[Items listed in a dataset]
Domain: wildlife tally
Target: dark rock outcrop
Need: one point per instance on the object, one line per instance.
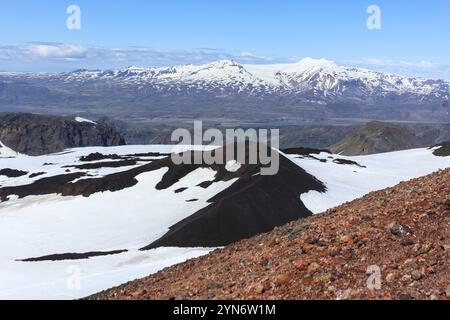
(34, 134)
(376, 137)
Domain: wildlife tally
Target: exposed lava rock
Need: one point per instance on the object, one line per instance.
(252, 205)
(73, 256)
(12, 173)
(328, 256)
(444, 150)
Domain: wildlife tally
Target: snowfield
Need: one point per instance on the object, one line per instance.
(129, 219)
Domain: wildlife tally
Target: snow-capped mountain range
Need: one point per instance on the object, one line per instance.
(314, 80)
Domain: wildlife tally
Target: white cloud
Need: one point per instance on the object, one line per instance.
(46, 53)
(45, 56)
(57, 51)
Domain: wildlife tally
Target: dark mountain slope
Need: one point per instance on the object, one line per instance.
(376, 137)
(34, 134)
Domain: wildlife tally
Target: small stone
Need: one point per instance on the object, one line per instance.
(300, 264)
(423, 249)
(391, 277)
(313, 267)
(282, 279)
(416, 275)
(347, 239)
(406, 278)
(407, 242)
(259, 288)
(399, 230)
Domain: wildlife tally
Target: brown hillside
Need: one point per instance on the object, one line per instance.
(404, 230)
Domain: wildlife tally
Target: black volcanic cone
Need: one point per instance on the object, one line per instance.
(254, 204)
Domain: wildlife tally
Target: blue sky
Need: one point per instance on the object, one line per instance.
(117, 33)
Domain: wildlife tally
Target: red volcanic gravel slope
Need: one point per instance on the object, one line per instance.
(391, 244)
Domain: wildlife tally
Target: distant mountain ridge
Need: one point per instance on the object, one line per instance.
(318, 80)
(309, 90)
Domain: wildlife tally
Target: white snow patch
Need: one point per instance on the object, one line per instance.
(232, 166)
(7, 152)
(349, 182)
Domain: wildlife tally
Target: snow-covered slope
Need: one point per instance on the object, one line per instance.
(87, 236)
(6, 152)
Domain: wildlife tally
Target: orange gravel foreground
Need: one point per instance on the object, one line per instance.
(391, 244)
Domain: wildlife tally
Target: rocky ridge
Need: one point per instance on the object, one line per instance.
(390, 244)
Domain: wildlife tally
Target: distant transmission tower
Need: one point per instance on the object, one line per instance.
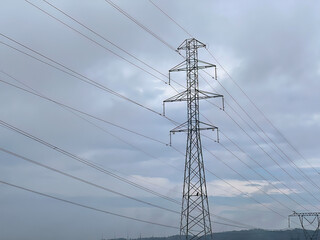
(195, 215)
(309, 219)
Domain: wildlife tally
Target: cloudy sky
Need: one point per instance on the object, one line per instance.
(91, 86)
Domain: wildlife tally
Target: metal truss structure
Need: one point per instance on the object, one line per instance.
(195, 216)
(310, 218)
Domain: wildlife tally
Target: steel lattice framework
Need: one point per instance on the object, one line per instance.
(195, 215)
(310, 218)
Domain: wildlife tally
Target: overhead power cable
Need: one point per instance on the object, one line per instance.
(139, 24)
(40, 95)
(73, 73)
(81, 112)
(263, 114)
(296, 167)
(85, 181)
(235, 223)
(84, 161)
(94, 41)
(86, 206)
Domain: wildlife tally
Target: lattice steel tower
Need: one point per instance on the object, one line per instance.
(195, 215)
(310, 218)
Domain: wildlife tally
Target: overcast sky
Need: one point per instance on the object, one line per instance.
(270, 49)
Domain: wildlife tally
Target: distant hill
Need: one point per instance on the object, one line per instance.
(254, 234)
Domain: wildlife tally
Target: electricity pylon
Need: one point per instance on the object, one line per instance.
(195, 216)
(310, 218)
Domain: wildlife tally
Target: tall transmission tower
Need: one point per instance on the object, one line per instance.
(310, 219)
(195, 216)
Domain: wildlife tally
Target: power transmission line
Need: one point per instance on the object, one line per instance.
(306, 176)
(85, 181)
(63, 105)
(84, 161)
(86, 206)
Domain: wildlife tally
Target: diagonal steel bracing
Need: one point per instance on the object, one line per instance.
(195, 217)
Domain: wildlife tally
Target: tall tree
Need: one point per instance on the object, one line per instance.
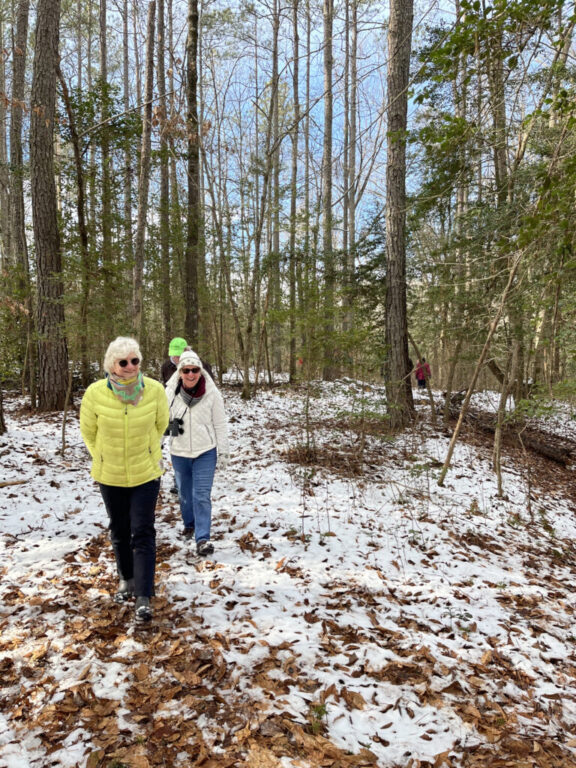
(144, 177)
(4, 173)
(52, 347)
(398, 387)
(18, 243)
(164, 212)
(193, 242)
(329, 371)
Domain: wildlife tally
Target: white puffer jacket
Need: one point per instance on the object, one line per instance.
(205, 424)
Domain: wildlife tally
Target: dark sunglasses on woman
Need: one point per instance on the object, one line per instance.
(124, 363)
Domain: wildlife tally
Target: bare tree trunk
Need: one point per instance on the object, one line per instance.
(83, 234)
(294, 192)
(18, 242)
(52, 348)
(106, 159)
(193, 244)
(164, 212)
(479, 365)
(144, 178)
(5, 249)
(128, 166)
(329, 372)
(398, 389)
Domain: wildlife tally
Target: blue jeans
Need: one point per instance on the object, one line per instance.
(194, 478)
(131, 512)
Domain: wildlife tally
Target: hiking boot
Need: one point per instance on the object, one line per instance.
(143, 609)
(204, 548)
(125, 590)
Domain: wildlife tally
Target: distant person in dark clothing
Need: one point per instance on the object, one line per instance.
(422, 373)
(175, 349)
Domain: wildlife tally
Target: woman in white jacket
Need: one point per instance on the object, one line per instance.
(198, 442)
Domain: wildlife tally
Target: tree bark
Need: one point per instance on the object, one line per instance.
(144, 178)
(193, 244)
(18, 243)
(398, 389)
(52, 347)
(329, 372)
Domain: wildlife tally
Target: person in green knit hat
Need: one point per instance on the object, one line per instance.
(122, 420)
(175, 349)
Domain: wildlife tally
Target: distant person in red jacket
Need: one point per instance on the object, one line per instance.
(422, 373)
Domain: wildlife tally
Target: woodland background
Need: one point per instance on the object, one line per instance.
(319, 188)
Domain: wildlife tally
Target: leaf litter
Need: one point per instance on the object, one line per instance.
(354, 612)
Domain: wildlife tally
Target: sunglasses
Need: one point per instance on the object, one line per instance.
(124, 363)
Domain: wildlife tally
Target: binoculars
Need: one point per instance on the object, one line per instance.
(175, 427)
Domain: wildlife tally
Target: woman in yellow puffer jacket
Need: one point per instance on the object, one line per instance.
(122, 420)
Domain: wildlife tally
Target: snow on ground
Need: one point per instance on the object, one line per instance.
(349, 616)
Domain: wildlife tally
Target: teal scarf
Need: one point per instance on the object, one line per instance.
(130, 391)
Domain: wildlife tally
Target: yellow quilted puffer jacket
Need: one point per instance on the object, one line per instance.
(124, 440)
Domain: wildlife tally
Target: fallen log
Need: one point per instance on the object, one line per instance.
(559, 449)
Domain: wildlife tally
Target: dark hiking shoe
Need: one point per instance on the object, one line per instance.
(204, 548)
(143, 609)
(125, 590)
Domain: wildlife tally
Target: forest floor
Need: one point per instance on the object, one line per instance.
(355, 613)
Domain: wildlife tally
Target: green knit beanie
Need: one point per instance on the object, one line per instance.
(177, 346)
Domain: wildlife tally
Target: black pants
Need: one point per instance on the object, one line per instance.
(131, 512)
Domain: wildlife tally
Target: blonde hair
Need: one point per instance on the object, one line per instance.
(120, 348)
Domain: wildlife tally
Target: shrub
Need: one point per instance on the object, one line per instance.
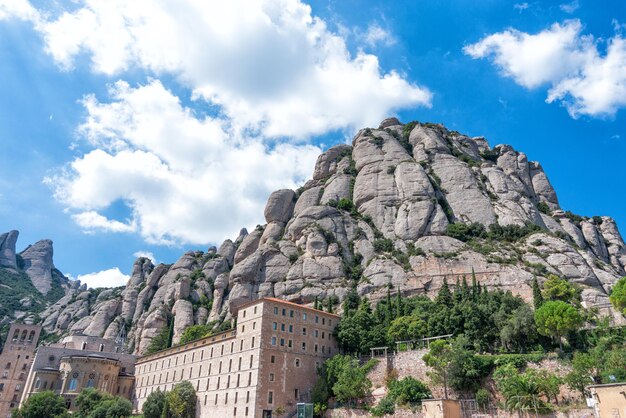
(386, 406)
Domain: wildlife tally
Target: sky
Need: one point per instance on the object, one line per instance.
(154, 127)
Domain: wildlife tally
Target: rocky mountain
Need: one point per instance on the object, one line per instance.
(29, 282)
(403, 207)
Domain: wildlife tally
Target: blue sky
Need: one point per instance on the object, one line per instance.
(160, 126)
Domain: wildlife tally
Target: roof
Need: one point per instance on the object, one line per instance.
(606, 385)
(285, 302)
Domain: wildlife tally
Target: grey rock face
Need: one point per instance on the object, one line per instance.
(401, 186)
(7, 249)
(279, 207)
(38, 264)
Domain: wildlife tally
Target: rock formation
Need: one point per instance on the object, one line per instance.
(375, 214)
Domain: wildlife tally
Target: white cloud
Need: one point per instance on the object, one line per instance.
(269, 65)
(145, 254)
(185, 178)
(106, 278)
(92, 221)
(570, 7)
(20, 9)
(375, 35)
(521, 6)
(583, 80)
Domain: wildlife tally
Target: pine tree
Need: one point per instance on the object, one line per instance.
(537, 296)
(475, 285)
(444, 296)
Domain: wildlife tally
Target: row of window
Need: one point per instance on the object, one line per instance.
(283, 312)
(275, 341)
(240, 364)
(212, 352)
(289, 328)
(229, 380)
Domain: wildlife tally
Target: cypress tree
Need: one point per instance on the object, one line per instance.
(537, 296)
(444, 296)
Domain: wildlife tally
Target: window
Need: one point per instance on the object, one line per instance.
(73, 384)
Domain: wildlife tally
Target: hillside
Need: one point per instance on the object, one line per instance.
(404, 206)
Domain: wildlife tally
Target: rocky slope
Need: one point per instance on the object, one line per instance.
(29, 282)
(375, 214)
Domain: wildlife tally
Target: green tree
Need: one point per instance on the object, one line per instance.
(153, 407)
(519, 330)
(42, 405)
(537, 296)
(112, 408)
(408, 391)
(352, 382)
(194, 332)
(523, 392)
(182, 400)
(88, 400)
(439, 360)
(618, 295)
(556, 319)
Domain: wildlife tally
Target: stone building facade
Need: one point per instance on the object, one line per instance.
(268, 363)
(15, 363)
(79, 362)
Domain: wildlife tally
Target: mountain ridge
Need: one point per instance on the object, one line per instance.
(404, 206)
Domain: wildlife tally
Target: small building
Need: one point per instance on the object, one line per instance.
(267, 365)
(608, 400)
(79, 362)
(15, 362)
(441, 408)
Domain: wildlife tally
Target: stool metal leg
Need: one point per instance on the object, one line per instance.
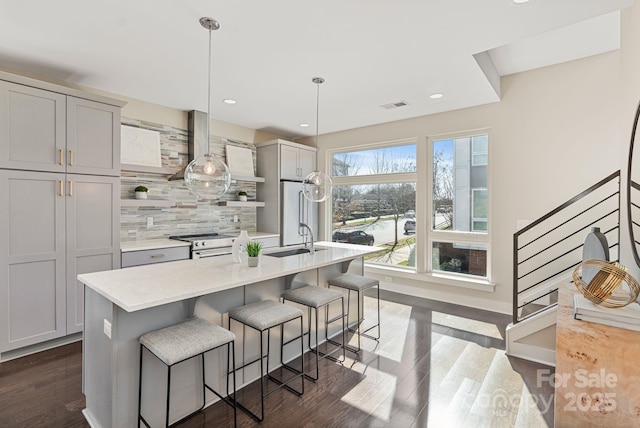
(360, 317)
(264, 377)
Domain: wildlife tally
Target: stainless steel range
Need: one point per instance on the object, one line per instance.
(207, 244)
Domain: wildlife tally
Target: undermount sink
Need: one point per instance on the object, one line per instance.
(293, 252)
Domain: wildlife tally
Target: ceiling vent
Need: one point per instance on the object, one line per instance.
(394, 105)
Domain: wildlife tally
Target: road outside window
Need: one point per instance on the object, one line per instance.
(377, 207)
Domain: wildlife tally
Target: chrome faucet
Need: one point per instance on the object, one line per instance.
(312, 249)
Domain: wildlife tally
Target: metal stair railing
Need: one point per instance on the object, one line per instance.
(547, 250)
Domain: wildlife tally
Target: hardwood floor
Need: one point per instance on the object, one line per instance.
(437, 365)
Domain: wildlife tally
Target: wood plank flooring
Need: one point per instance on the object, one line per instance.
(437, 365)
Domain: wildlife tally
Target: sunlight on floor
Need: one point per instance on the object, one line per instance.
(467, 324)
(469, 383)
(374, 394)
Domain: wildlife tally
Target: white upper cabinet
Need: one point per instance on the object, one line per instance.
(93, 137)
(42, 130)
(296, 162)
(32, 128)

=== The request ===
Report every line of the material above that contains the word "woman". Copy each such line in full.

=== Solution to this exercise ===
Target: dark sunglasses on woman
Target: woman in white jacket
Target: woman in yellow puffer jacket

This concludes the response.